Task list
1 – Using the essay on graphic warning labels below, explain why the American Cancer Society and other groups filed suit against the FDA. Answer in one to three sentences.
2 – Decide whether each statement below agrees with the essay on graphic warning labels. Answer yes or no for each and quote the words of the essay that settle it.
(a) Canada was the first country to require graphic warning labels, in 2001.
(b) Australia rotates two sets of labels every six months.
(c) The United States has passed legislation requiring graphic warning labels on cigarette packaging.
3 – Write a continuation of the essay on graphic warning labels, starting after its final sentence.

Page extract

What if every time you filled up at the pump, the image of a child displaced by climate change-caused drought confronted you? Would you make an effort to drive less, or at least be more aware of the tragic connectivity and causation inherent to the Anthropocene? Inspired by graphic tobacco warning labels, I explore how visualizing the impacts of our consumptive lives might impact behavior.
History of graphic warning labels
First introduced in 1985, graphic warnings on cigarette labels began to spread in the early 2000s in spite of industry opposition. The Bulletin of the World Health Organization records Canada as the first country to require graphic warning labels in 2001, with many more countries following suit, including:
- Brazil (2002)
- Thailand (2005)
- Australia, which requires a rotation of two sets of labels every 12 months (2006)
- UK (2008)
- Taiwan (2009)
Some of the countries with the largest graphic health warnings are Mauritius, Paraguay, Australia, New Zealand, Cook Islands, Belgium, Switzerland, and Finland.
Substantial evidence demonstrates that graphic warning labels are more likely to be noticed than text-only labels. Graphic labels are also more effective at motivating smokers to quit.
The United States has still not enacted legislation to require cigarette packaging to include graphic warning labels. In 2009, a federal law required the FDA to issue a final ruling on graphic labels by June 22, 2011. With no final ruling yet issued, the American Cancer Society and other medical and advocacy organizations filed suit against the FDA on October 4, 2016.

Listed records
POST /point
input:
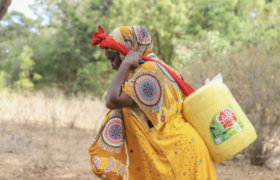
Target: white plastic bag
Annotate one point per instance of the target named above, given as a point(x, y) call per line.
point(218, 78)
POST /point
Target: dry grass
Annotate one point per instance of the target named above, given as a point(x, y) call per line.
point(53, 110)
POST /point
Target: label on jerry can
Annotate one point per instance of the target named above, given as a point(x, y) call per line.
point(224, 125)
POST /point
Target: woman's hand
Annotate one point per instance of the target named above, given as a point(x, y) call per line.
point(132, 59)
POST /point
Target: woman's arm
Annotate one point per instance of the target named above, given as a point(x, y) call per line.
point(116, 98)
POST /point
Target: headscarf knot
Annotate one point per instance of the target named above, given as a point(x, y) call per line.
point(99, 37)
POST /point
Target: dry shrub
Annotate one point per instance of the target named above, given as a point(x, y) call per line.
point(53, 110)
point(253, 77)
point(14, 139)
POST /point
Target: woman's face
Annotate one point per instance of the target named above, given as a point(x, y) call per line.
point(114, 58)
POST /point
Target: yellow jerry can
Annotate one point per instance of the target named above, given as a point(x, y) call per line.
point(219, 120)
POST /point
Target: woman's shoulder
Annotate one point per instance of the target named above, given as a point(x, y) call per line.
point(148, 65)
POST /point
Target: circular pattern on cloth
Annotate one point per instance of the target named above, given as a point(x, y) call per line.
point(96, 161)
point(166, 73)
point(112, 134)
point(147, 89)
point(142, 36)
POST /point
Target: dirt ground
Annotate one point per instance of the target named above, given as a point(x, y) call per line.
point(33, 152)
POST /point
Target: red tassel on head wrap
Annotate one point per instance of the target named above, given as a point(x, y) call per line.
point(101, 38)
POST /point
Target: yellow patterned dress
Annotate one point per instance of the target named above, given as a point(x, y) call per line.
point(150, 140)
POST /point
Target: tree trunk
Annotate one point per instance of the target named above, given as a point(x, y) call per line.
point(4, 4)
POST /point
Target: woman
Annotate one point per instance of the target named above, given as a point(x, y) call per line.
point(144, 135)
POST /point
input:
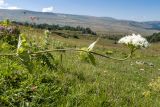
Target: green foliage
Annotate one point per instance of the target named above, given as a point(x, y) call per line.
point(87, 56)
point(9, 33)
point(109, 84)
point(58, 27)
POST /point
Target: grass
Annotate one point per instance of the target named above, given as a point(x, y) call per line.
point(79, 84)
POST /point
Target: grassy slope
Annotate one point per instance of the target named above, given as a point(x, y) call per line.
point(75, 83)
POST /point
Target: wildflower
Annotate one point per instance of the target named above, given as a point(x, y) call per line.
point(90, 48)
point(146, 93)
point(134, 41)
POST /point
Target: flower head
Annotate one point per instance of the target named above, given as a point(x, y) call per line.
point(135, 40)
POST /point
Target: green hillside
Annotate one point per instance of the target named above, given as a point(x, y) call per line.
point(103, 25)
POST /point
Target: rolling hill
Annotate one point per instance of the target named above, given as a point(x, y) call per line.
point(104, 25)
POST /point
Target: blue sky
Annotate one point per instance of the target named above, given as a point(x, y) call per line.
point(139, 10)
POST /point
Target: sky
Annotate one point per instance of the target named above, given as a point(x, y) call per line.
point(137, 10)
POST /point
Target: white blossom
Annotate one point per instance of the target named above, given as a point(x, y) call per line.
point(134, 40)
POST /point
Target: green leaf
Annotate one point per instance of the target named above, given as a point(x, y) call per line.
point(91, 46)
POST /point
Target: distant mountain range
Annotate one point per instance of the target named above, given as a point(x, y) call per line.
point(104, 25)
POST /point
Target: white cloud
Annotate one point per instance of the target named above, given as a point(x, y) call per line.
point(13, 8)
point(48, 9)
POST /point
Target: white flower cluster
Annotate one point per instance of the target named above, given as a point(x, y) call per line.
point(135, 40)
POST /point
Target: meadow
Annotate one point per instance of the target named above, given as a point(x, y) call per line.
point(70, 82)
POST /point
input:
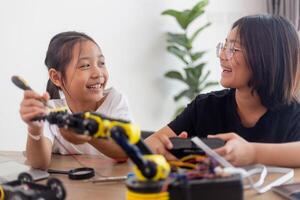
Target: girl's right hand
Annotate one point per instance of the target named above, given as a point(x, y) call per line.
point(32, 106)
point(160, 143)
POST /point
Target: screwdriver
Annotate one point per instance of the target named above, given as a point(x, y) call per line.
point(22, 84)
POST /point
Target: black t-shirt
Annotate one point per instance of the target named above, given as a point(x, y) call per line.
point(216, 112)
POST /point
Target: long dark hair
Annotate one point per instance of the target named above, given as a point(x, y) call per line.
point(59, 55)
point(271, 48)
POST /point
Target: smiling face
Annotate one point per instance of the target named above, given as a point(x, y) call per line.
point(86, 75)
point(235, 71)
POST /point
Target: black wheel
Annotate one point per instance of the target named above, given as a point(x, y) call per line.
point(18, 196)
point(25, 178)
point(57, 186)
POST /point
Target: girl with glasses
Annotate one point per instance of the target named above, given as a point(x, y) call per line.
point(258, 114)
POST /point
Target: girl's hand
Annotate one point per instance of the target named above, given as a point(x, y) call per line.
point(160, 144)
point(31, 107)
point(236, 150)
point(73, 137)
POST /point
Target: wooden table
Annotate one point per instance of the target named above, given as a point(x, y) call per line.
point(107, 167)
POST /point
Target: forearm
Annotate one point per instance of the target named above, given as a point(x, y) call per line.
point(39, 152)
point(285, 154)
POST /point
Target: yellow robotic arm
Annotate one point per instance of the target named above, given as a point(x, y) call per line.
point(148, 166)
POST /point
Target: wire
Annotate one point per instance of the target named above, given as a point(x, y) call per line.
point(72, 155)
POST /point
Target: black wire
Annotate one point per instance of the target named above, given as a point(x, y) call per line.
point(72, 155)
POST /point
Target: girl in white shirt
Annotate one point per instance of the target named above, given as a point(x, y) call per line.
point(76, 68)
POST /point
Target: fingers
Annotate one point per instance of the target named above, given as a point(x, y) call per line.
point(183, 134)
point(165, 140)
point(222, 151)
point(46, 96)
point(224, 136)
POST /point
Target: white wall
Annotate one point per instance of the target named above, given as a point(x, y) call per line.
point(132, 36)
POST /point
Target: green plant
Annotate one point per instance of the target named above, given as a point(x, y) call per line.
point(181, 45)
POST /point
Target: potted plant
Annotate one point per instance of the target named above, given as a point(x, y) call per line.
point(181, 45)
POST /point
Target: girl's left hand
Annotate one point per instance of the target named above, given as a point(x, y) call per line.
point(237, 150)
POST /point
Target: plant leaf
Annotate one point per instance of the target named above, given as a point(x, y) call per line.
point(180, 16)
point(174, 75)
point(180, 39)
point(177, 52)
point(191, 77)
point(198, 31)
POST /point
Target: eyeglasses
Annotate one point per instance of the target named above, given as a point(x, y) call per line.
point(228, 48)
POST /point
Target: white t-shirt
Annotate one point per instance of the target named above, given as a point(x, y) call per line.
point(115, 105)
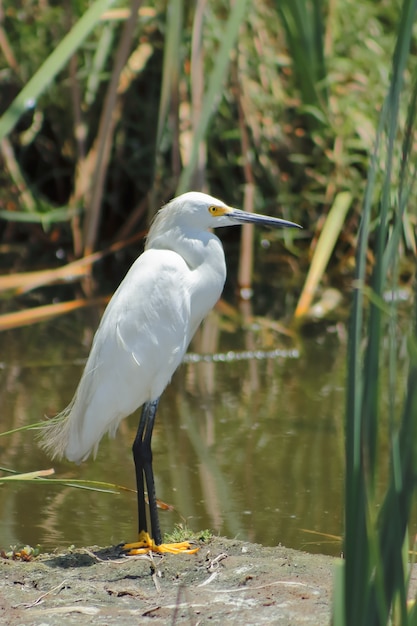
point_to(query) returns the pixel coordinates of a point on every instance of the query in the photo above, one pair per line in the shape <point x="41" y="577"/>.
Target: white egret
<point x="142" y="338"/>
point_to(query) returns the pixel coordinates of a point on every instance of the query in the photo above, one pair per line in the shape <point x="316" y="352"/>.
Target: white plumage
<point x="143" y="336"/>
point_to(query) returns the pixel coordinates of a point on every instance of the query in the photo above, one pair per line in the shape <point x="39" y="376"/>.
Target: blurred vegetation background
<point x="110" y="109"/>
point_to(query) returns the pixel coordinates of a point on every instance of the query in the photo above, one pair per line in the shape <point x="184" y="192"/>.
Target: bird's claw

==

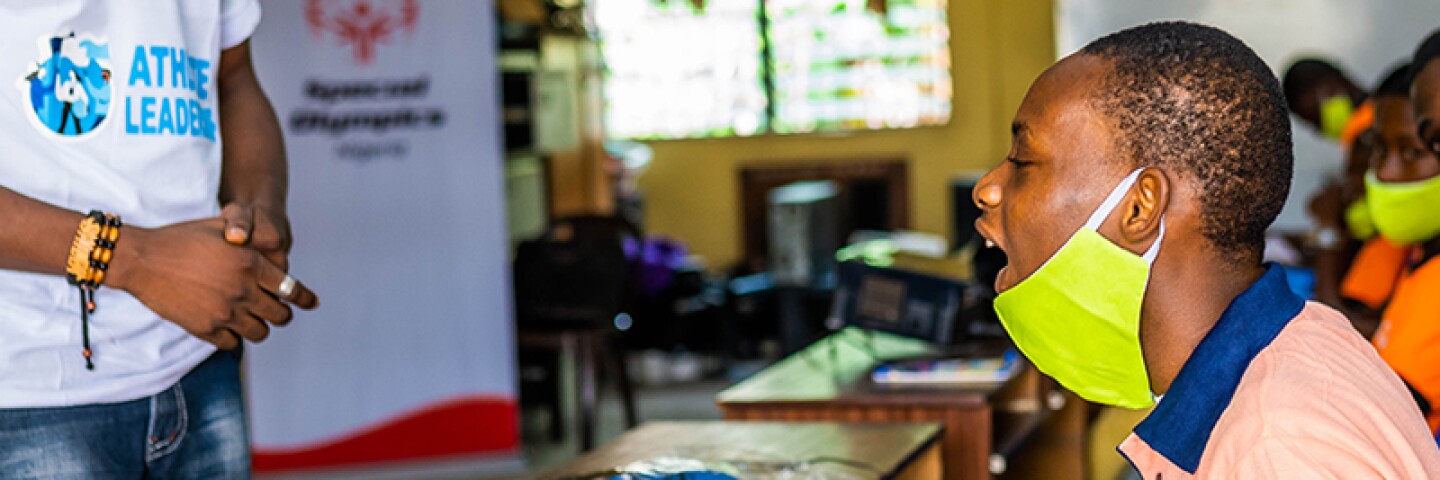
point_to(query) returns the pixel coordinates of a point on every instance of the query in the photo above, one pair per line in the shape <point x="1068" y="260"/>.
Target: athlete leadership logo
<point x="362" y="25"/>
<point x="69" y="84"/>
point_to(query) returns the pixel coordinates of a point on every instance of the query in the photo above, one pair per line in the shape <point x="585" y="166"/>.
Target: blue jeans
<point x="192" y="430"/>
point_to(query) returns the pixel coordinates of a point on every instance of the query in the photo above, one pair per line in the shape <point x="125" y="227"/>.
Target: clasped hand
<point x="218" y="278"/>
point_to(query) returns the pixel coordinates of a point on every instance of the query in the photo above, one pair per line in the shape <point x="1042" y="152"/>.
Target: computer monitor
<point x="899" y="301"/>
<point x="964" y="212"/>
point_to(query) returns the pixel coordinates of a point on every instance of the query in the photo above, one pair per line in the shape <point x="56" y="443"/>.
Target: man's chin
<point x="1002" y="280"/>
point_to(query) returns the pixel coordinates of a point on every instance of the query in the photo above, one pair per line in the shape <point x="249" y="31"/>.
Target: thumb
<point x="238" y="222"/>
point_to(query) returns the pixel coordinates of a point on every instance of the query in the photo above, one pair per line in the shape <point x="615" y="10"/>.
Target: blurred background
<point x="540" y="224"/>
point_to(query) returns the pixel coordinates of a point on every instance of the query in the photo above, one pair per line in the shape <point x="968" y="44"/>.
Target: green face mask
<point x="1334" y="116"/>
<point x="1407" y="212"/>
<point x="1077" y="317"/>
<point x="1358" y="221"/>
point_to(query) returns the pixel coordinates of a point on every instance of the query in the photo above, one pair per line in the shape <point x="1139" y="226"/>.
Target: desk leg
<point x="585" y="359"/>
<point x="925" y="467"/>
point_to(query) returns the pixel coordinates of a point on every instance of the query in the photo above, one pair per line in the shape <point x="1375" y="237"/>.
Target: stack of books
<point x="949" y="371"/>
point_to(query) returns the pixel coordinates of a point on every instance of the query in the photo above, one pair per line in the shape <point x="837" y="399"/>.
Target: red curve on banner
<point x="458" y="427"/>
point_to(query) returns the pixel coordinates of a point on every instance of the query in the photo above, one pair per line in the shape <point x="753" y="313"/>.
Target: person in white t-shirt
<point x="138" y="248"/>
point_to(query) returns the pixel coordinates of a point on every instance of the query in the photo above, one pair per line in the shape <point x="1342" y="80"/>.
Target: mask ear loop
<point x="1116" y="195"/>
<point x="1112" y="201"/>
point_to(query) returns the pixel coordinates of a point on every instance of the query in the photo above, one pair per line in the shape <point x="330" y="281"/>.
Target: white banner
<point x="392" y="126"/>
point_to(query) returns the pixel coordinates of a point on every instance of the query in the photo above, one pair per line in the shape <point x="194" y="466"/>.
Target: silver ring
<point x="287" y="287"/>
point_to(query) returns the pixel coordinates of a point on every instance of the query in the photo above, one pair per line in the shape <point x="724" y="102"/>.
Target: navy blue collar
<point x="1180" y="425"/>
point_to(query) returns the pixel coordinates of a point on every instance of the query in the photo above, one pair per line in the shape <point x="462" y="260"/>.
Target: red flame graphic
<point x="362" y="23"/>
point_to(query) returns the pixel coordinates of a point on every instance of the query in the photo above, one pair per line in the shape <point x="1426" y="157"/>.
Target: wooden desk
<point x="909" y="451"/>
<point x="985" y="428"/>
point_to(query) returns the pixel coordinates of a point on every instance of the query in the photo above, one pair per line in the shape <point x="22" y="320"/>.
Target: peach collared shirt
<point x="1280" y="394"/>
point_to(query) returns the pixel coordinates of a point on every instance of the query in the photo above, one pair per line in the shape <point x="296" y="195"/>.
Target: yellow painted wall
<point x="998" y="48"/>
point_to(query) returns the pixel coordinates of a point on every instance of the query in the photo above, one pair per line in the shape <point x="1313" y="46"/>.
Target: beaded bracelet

Responses for each task
1 – A 2009 federal law required the FDA to issue a final ruling on graphic cigarette labels by June 22, 2011. No final ruling had been issued, so the American Cancer Society and other medical and advocacy organizations sued the FDA on October 4, 2016.

2 –
(a) Yes: "records Canada as the first country to require graphic warning labels in 2001"
(b) No: "requires a rotation of two sets of labels every 12 months"
(c) No: "The United States has still not enacted legislation to require cigarette packaging to include graphic warning labels."

3 –
Graphic labels recontextualized
If graphic warning labels haven proven effective at targeting the disconnect between cigarettes and the health risks they pose, could a similar strategy bridge the gaping divide between other actions and consequences?
Could visualizing the human health, human rights, and environmental impacts engendered by our everyday actions affect behavior? Rob Nixon calls for the visualization of these issues–in particular, the spectacularization of these issues–in his book Slow Violence. “How can we convert into image and narrative the disasters that are slow moving and long in the making, disasters that are anonymous and star nobody, disasters that are attritional and indifferent to the sensation-driven technologies of our image-world?” he asks.